» **Bereitgestellter Auszug**:

^^^^^^^^^^^^^^^^

Die Sinsheimer "Vollstreckerin": Wenn Eva L. vor der Tür steht
Von Tim Kegel
Sinsheim. Nennen wir sie Eva L.. Den versammelten Stadträten sagte sie in der jüngsten Sitzung augenzwinkernd und ohne Umschweife: "Ich will Ihnen heute mal beweisen, wie gut es ist, dass die Stadt mich hat." Eva L. - circa 30 Jahre, groß und zierlich, burschikoses Auftreten, Jeanstyp, modische Undercut-Frisur - treibt einen wesentlichen Teil der Gelder ein, die andere der Stadtverwaltung schulden.
Unerschrocken erzählt sie dem Gemeinderat von Ausnahmesituationen, in die sie regelmäßig kommt, wenn sie städtische Bußgelder, wie nicht gezahlte Falschpark-Knöllchen, Hunde- und Grundsteuerbescheide, eintreibt: "Handgreiflich wurde, Gott sei Dank, noch niemand", sagt Eva L. mit Gelassenheit. Ja, es gebe "amtsbekannte Schuldner", die schwierig seien und auch mal drohten oder sie wüst beschimpften. Manchmal nimmt sie zu diesen Terminen jemanden vom polizeilichen Vollzugsdienst - sprich: einen der "Stadt-Sheriffs" - mit. Denn: Angedroht wurde Eva L. und ihrem Team schon so einiges. "Die Leute bauen dann ihren Frust ab", sagt sie. Und: "Das kann ich verstehen." Wenn man diesen Job ernst nehme, müsse man auch die Menschen und ihre Lebenslagen ernst nehmen.
Kürzlich sei die Situation fast eskaliert; ausgerechnet bei einer Schuldnerin, einer Frau. "Sie begann, um sich zu schlagen, dann ist alles aus ihr herausgebrochen", schildert Eva L.: "Existenzängste, Sorgen vor dem Verlust des Hauses." Zwischenzeitlich habe "die Gefahr eines Suizids im Raum gestanden". Bei solchen Fällen den Überblick zu behalten, hat Eva L. in Seminaren gelernt, bei denen sie als Frau "meistens ein Exot" gewesen sei. Aber Empathie lernt man nicht so ohne weiteres: "Wir sind danach lange beisammen gesessen und haben geredet." Von Frau zu Frau. Ihr Haus habe die Schuldnerin dennoch inzwischen verkaufen müssen.

^^^^^^^^^^^^^^^^

Gesammelte Dateneinträge
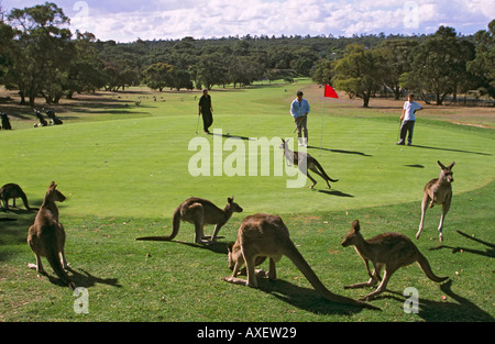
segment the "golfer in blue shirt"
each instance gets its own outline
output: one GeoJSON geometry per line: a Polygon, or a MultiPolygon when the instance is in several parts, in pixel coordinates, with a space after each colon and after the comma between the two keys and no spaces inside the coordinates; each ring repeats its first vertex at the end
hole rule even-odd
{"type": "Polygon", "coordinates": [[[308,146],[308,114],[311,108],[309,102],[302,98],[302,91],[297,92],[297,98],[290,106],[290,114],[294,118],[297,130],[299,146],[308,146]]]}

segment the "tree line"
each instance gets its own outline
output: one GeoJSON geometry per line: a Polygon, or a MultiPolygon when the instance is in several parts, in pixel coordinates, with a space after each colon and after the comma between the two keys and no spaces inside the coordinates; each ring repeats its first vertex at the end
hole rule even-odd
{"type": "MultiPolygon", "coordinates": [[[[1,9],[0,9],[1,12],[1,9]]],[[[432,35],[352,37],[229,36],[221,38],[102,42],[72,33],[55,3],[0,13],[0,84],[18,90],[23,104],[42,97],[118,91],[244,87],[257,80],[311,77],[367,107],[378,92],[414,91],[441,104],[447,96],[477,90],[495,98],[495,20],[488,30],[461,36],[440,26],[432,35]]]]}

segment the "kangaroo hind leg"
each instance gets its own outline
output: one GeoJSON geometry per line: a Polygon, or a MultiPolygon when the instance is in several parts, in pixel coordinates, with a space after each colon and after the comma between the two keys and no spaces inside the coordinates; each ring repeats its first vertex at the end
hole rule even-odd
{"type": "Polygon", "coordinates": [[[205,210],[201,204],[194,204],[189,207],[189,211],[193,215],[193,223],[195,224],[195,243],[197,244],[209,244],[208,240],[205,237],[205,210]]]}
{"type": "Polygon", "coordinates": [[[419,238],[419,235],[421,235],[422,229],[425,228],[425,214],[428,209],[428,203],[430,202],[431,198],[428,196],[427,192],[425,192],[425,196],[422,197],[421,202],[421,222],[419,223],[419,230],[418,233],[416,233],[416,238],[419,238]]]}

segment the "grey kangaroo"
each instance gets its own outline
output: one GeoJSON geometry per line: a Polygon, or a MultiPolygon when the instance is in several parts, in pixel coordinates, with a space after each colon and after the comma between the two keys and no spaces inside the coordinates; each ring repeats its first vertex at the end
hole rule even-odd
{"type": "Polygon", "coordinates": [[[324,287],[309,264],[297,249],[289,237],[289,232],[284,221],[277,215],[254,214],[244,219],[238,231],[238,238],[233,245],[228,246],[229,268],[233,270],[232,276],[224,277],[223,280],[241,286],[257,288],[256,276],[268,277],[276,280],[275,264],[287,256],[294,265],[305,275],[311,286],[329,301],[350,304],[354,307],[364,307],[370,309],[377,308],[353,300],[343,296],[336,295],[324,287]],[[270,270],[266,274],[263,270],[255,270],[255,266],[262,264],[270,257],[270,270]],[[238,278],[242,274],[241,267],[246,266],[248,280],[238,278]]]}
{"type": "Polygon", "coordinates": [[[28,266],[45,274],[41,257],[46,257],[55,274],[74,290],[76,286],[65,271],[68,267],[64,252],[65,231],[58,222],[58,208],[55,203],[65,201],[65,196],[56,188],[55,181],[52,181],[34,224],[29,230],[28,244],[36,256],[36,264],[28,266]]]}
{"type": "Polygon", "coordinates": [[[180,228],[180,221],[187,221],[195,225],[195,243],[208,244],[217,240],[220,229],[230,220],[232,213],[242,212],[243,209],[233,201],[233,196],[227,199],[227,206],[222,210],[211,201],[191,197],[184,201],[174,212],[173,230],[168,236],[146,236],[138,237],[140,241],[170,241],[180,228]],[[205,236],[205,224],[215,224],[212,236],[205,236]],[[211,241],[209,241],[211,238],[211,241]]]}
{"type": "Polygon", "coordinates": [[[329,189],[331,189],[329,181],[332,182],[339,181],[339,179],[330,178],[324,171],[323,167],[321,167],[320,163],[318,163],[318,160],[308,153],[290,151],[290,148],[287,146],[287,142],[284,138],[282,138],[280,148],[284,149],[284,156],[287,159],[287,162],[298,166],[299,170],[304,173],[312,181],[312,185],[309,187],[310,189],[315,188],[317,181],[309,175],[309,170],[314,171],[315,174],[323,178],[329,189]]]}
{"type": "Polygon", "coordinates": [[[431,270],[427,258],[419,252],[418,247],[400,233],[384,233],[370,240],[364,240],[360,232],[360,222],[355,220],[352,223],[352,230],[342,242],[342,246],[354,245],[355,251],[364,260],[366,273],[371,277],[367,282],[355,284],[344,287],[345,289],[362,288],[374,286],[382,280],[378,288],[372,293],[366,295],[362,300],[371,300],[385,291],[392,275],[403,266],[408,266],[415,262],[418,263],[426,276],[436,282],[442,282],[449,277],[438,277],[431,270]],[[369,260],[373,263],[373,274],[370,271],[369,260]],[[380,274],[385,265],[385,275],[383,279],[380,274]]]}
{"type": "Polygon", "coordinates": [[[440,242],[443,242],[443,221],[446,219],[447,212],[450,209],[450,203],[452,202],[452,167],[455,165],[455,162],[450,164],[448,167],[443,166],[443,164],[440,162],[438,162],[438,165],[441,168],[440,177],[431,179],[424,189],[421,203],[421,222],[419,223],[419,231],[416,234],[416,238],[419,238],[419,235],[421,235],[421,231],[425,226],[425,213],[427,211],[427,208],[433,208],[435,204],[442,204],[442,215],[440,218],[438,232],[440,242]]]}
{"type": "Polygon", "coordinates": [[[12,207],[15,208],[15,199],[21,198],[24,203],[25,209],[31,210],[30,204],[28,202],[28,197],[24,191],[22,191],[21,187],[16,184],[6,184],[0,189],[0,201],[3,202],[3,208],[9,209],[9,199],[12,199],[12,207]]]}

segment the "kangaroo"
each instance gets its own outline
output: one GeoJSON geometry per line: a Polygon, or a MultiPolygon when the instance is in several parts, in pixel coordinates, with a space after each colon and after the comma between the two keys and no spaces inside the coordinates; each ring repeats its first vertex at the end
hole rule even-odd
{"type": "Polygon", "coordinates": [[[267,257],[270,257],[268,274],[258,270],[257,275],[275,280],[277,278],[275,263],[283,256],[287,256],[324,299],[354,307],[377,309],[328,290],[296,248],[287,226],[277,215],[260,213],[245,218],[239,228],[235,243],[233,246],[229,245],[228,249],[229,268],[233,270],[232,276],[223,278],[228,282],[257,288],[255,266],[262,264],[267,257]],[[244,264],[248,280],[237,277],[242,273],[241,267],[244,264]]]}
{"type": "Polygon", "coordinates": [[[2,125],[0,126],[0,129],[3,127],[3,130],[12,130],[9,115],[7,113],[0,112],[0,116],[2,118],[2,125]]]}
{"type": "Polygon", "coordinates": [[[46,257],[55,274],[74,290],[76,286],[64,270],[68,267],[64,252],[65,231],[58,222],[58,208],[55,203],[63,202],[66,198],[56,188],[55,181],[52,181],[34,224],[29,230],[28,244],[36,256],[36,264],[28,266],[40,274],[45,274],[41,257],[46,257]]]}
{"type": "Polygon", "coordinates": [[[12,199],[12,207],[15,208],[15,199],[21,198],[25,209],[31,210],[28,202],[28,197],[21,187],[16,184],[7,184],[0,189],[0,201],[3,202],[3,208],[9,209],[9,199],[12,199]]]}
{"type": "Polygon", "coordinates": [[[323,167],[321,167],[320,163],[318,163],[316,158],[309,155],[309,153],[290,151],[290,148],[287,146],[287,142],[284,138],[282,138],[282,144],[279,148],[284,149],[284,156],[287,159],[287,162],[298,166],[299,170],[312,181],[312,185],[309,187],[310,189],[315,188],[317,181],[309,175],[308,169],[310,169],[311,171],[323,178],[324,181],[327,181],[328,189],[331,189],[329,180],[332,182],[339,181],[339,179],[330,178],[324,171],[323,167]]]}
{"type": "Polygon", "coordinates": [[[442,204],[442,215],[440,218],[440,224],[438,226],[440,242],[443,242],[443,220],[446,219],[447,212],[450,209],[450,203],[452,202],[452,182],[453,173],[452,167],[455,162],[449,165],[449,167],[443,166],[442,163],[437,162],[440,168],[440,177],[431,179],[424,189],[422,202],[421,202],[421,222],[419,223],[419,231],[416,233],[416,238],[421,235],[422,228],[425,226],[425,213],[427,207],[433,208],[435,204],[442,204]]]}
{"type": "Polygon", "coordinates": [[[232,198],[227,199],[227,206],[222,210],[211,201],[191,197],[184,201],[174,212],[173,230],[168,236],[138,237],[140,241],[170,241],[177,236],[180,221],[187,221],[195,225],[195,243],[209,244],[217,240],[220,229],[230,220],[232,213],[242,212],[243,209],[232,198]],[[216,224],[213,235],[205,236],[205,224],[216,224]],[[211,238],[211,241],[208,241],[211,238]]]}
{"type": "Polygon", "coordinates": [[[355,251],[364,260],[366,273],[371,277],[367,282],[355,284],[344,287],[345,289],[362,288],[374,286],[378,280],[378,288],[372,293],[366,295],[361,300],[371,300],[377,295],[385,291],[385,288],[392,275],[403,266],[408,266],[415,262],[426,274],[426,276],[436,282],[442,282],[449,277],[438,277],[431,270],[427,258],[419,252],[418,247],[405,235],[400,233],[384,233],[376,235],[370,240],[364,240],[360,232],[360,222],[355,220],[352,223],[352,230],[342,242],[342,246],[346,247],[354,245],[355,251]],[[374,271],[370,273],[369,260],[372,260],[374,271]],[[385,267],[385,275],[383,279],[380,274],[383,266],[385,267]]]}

^^^^^^^^^^^^^^^^

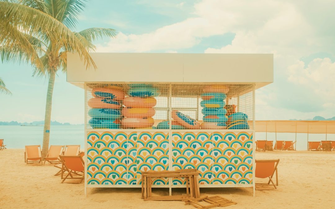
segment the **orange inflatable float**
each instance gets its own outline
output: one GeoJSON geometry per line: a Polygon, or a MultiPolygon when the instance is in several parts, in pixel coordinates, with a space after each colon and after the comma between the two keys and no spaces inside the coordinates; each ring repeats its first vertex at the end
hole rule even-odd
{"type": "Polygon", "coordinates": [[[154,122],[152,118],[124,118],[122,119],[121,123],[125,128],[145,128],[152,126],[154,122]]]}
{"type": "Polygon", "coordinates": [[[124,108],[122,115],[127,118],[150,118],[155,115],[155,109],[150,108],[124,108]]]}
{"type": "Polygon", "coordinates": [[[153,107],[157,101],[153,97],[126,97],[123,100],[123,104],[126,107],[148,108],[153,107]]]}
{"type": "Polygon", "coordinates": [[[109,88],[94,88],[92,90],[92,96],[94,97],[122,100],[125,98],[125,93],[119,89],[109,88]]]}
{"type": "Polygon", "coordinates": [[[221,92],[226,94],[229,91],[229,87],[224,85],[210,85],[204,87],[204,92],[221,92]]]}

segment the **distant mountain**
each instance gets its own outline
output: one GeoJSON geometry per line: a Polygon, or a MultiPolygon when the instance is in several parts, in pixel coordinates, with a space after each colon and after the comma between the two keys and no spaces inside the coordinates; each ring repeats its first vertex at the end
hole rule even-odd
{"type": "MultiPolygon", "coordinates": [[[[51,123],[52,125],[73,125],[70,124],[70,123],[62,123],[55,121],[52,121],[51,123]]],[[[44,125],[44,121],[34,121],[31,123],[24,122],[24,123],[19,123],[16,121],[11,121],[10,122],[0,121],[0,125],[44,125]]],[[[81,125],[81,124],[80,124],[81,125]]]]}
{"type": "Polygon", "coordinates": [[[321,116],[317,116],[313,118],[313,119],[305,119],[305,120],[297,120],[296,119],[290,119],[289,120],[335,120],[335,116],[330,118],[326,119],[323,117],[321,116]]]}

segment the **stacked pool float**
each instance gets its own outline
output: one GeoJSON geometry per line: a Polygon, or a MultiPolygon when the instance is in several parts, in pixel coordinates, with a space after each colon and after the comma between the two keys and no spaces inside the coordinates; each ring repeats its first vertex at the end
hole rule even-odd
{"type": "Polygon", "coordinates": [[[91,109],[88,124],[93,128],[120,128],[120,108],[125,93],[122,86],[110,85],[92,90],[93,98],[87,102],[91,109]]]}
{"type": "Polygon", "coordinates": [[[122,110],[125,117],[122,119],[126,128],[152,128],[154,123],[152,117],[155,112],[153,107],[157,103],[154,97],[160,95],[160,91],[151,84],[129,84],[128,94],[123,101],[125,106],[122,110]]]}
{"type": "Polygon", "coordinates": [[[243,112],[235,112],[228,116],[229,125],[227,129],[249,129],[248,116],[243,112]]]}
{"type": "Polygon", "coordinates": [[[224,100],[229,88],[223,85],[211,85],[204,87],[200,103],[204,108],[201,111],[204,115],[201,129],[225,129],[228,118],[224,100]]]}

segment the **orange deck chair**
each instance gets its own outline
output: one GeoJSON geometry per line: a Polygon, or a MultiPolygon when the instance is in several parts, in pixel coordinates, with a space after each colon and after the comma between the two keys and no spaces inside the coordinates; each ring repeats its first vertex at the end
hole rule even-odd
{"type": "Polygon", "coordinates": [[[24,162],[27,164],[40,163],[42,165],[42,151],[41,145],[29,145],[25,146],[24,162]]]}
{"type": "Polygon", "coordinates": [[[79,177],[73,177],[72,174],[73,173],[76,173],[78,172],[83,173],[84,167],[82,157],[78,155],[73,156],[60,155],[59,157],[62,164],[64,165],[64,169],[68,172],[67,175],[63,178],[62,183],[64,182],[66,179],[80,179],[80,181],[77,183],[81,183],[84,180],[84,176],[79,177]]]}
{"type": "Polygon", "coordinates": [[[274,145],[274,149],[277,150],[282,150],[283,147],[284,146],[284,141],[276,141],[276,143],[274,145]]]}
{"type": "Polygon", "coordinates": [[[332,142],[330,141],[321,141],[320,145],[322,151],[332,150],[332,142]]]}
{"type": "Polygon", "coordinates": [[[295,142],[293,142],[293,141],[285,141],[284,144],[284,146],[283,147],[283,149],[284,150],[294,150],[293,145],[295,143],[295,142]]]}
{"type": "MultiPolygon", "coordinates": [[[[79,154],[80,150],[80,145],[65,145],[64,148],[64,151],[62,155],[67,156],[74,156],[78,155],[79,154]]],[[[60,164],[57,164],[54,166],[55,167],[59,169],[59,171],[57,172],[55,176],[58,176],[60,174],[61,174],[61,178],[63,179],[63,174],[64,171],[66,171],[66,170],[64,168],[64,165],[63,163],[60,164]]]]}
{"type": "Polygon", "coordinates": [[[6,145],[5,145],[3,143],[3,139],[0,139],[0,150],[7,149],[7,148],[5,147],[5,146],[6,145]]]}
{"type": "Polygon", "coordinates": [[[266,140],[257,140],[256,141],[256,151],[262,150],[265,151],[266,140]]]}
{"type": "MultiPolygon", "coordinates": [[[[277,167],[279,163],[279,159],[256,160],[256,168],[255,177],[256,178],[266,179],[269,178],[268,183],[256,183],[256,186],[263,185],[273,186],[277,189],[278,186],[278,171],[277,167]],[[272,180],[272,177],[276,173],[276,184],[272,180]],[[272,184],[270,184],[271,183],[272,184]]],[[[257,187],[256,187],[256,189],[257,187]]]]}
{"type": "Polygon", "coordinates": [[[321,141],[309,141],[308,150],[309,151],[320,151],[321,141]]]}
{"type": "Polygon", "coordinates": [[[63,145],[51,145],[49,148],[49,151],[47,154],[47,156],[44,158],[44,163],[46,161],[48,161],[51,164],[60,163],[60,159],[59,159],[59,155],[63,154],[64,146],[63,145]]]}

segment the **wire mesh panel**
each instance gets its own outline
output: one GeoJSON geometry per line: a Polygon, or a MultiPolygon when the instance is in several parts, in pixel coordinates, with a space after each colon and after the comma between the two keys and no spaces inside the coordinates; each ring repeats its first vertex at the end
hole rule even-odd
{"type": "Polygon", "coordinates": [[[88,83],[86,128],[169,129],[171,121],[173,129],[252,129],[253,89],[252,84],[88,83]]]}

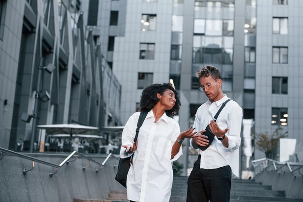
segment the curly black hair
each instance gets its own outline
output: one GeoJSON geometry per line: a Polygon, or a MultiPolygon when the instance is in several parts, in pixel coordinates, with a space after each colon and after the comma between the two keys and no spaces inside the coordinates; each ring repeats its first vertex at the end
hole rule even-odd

^^^^^^^^^^^^^^^^

» **Fragen zum Material**:
A) Wen nimmt Eva L. laut dem Artikel über die Sinsheimer Vollstreckerin manchmal zu ihren Terminen mit?
B) Gib einen Abschnitt aus dem Artikel über die Sinsheimer Vollstreckerin wörtlich aus. Beginne bei den Worten, die „Unerschrocken erzählt sie“ enthalten, und höre nach „Lebenslagen ernst nehmen.“ auf.
C) Welche städtischen Forderungen treibt Eva L. laut dem Artikel über die Sinsheimer Vollstreckerin ein? Nenne alle, die dort aufgeführt sind.

» **Ergebnisse je Aufgabe**:
A) Jemanden vom polizeilichen Vollzugsdienst, also einen der „Stadt-Sheriffs“.

B)
Unerschrocken erzählt sie dem Gemeinderat von Ausnahmesituationen, in die sie regelmäßig kommt, wenn sie städtische Bußgelder, wie nicht gezahlte Falschpark-Knöllchen, Hunde- und Grundsteuerbescheide, eintreibt: "Handgreiflich wurde, Gott sei Dank, noch niemand", sagt Eva L. mit Gelassenheit. Ja, es gebe "amtsbekannte Schuldner", die schwierig seien und auch mal drohten oder sie wüst beschimpften. Manchmal nimmt sie zu diesen Terminen jemanden vom polizeilichen Vollzugsdienst - sprich: einen der "Stadt-Sheriffs" - mit. Denn: Angedroht wurde Eva L. und ihrem Team schon so einiges. "Die Leute bauen dann ihren Frust ab", sagt sie. Und: "Das kann ich verstehen." Wenn man diesen Job ernst nehme, müsse man auch die Menschen und ihre Lebenslagen ernst nehmen.

C) Nicht gezahlte Falschpark-Knöllchen, Hundesteuerbescheide, Grundsteuerbescheide